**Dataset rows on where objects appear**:

>> START

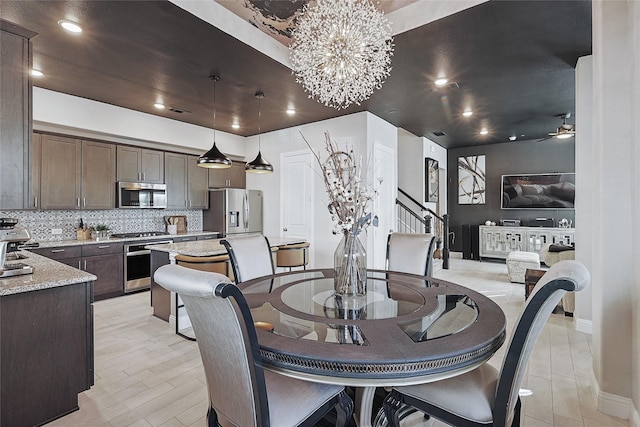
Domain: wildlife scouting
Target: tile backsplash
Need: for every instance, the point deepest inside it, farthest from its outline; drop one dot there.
(41, 223)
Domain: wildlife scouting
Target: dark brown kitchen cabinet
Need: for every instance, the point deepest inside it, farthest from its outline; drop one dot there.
(76, 174)
(46, 353)
(140, 165)
(186, 182)
(105, 260)
(197, 184)
(15, 116)
(233, 177)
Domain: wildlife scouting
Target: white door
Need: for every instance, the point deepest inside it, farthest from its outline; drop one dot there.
(385, 182)
(296, 184)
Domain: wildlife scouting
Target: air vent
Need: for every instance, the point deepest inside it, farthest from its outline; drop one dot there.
(178, 110)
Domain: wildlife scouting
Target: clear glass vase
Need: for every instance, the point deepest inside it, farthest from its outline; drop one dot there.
(350, 266)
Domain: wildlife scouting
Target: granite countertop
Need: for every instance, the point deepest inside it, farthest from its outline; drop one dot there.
(56, 243)
(212, 247)
(47, 273)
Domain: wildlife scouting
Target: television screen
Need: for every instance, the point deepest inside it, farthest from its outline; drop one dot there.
(539, 191)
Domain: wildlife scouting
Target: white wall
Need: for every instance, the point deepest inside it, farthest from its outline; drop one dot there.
(634, 33)
(615, 186)
(362, 130)
(59, 112)
(583, 315)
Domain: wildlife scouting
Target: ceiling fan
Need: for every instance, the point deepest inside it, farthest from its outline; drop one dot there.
(564, 131)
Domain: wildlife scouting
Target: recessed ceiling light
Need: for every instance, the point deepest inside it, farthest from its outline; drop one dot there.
(441, 81)
(564, 135)
(70, 26)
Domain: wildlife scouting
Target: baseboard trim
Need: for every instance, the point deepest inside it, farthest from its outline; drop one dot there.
(635, 418)
(612, 404)
(584, 326)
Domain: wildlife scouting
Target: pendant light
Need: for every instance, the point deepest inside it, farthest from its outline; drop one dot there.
(214, 159)
(259, 165)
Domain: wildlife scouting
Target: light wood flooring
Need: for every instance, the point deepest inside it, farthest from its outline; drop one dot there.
(145, 375)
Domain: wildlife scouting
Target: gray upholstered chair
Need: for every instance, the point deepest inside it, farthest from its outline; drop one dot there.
(241, 392)
(410, 253)
(486, 396)
(250, 256)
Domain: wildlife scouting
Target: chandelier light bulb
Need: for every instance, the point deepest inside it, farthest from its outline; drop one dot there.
(342, 63)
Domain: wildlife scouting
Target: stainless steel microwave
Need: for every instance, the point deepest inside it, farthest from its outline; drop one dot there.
(141, 195)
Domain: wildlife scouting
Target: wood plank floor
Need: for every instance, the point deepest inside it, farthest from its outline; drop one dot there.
(148, 376)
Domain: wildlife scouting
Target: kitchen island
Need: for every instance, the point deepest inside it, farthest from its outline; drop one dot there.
(164, 303)
(46, 341)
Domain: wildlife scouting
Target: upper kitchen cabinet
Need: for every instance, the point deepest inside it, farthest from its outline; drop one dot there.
(197, 184)
(140, 165)
(76, 174)
(186, 182)
(233, 177)
(15, 116)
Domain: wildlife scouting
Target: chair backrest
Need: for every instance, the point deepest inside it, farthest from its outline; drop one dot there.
(410, 253)
(227, 341)
(250, 256)
(562, 277)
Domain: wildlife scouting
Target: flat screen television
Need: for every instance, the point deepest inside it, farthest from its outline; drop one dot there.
(539, 191)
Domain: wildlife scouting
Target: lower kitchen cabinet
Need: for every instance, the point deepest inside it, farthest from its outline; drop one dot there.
(104, 260)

>> END

**DO THIS**: Would you mind returning each entry above word for word, skipping the images?

**WRITTEN REPLY**:
Domain: wildlife scouting
Target: tile backsplash
Need: for every instance, the point deepest inside it, farthest from its outline; drop one dot there.
(41, 223)
Domain: wildlife scouting
Target: dark brown kitchen cabinet
Need: for every instance, the point deepest inside it, farthest from its outline; drop one dot there.
(76, 174)
(46, 353)
(140, 165)
(186, 182)
(105, 260)
(197, 184)
(15, 116)
(233, 177)
Domain: wildlife scouting
Target: white door
Need: for every instance, the point deepest inside it, farthest from its outline; drop one dot there.
(385, 182)
(296, 184)
Domain: wildlife scouting
Target: air vent
Need: for every instance, the point deepest inside it, farthest from its outline; drop one dot there.
(178, 110)
Domain: wildlife scouting
Target: clear glass vase
Need: for every instance, the point deepest inside it, farthest from its outline; drop one dot there.
(350, 266)
Domain: wildlife scouting
Target: granite countertop
Need: for every instance, the point deepest inside it, farthest from its outline; drop one dot there.
(56, 243)
(212, 247)
(47, 273)
Domain: wildlife scouting
Target: television screen
Need: for every instance, the point deepest inside it, farthest from its outline; drop one dot there.
(539, 191)
Domain: wildlife scouting
Target: white wall
Need: for every instance, the point deepest inside it, farthest from its outline; drop one dot there.
(634, 33)
(615, 186)
(362, 130)
(59, 112)
(583, 315)
Domain: wildlife scouting
Target: ceiling fan
Need: for every instance, the point deepest inside it, farthest from its outline; drop one dot there.
(564, 131)
Domain: wildlife scouting
Target: recessed ceiling light
Need: for every instance, the point deepest inside it, farthest from its outline; drop one dot there.
(441, 81)
(564, 135)
(70, 26)
Domain: wildlife scouting
Target: baseboard trim
Need: for every instance, the point deepest inside it, farthest from its outline; drop one dot there.
(635, 418)
(612, 404)
(584, 326)
Domain: wildlife scouting
Target: pendant light
Need: for every instance, the point deepest inside it, farthest from its outline; drop one dot there.
(214, 159)
(259, 165)
Domain: wildlife scouting
Target: light wood flooring
Need: for every instance, the point deepest inside it, farthest from its outline; drop one dot there.
(145, 375)
Domain: wildlife scouting
Target: gray upholstered chair
Need: for every instance, the point deepest inside it, farthest from its outline; drop one dot there.
(241, 392)
(410, 253)
(486, 396)
(250, 256)
Domain: wildlife scouting
Target: chandelier light bulb
Need: for every instance, the point deepest inside it, farthest from its outline; drop one dot there.
(342, 63)
Domain: wildlife scouting
Target: stainless steel microwave
Need: for every instance, the point deepest inside it, farthest from its outline; drop one dot there.
(141, 195)
Domain: wildlife scouting
Target: wood plank floor
Need: for every instance, the point deepest inside it, farthest from its outline; drop one dot there.
(148, 376)
Domain: wildlife scouting
Target: kitchen island
Need: for every instance, the point deepest inside it, farthest from its outline; drop one dot there.
(164, 303)
(46, 341)
Domain: wildlife scouting
Target: upper kitchen cabinet
Need: for every instance, the point deepest inside it, farthest from its outline; drop one dot there.
(197, 184)
(140, 165)
(76, 174)
(186, 182)
(233, 177)
(15, 116)
Domain: wildlife scouting
Target: chair backrest
Need: for every instance, the point deepest inside it, farthest from its outline; drop one dot there.
(410, 253)
(227, 341)
(250, 256)
(562, 277)
Domain: wildlife scouting
Target: flat screen television
Need: for every instance, the point deepest inside it, farthest from its outline; drop one dot there.
(539, 191)
Domain: wildlife scouting
Target: lower kitchen cabinet
Need: for every instance, the point deepest inside it, farthest from its outline; drop one dot there.
(104, 260)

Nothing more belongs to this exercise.